GOAL 1: Repeat, word for word, the part of the FERS supplement guide starting with "How to Calculate Your" and going on through "to 40 years.".
:::
FERS Supplement Calculator: What You Get Before Age 62 (2025-26)
FERS supplement calculator guide: who qualifies, how to calculate the amount, earned income test, sick leave credit, and when the supplement stops at 62.

Most federal employees spend the last few years of their career wondering how to replace Social Security income before they turn 62. The FERS supplement calculator answers that question with a concrete monthly number. Running those numbers before you finalize your retirement date gives you enough lead time to adjust your savings plan, manage part-time work carefully, and avoid the earned income trap that catches many retirees off guard.
The FERS supplement is a monthly payment from OPM that approximates what you would receive from Social Security at age 62. It starts when you retire and stops the month you turn 62. Not every FERS employee qualifies, and the amount depends on two factors you can control: your years of creditable service and how long you accumulate sick leave. Use the FERS Supplement Calculator to get a fast estimate while you read through the details below.
What the FERS Supplement Is and Who Qualifies
The FERS supplement, officially called the Special Retirement Supplement (SRS), is a separate monthly payment that bridges the income gap between your FERS retirement date and age 62, when Social Security benefits become available. OPM pays it directly alongside your regular annuity check. The supplement is not Social Security and does not affect your future Social Security benefit amount.
Qualification requires an immediate, unreduced FERS annuity before age 62. There are four paths:
- MRA (age 57 for employees born in 1970 or later, age 56 for those born 1953-1964) with 30 or more years of creditable service
- Age 60 with 20 or more years of creditable service
- VERA (Voluntary Early Retirement Authority, offered by your agency): age 50 with 20 years, or any age with 25 years of service
- Employees who retire due to discontinued service (involuntary separation)
The following groups are not eligible, regardless of years of service:
- MRA+10 retirees (retirement at MRA with 10-29 years)
- Disability retirees
- Deferred retirees (those who separated before reaching retirement age)
- Retirees who postpone their annuity start date to avoid the MRA+10 penalty
The distinction between a full-MRA retirement and an MRA+10 retirement matters more than most employees realize. Both happen at the same age, but the service requirement determines which bucket you fall into. Thirty years at MRA means you get the supplement. Twenty years at MRA means you qualify for MRA+10 only, and there is no supplement.
How to Calculate Your FERS Supplement Amount
The FERS supplement is calculated using a prorated Social Security formula. OPM estimates what your Social Security benefit would be at age 62 based on your full earnings history, then multiplies that figure by the ratio of your FERS civilian service to 40 years.
The formula:
FERS Supplement = (Years of Creditable Service / 40) x Estimated SS Benefit at Age 62
Your estimated Social Security benefit at 62 comes from your Social Security Statement, available at ssa.gov. Use the age-62 figure specifically, not the age-67 or age-70 figure.
Worked example 1:
An employee retires at MRA with 30 years of creditable service. Their Social Security statement shows an estimated benefit of $1,600/month at age 62.
:::
GOAL 2: Render the listing as a Markdown table with the columns Row and Line, starting with the line with "Point me to the decorative" and going on through the end of the listing. Include only those lines and leave out any blank ones.

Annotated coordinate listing
:::
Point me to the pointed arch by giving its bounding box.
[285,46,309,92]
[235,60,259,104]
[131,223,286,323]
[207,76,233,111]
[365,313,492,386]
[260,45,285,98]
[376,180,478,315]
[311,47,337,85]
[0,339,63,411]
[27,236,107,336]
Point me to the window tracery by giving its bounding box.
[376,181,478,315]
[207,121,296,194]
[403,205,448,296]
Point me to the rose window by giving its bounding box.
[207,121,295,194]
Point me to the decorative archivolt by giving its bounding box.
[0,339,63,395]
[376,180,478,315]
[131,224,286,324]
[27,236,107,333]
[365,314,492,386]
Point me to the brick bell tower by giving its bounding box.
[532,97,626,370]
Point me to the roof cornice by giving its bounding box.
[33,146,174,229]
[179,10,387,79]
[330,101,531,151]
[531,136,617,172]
:::
WRITTEN ANSWER 1:
How to Calculate Your FERS Supplement Amount
The FERS supplement is calculated using a prorated Social Security formula. OPM estimates what your Social Security benefit would be at age 62 based on your full earnings history, then multiplies that figure by the ratio of your FERS civilian service to 40 years.

WRITTEN ANSWER 2:
| Row | Line |
|---|---|
| 1 | Point me to the decorative archivolt by giving its bounding box. |
| 2 | [0,339,63,395] |
| 3 | [376,180,478,315] |
| 4 | [131,224,286,324] |
| 5 | [27,236,107,333] |
| 6 | [365,314,492,386] |
| 7 | Point me to the brick bell tower by giving its bounding box. |
| 8 | [532,97,626,370] |
| 9 | Point me to the roof cornice by giving its bounding box. |
| 10 | [33,146,174,229] |
| 11 | [179,10,387,79] |
| 12 | [330,101,531,151] |
| 13 | [531,136,617,172] |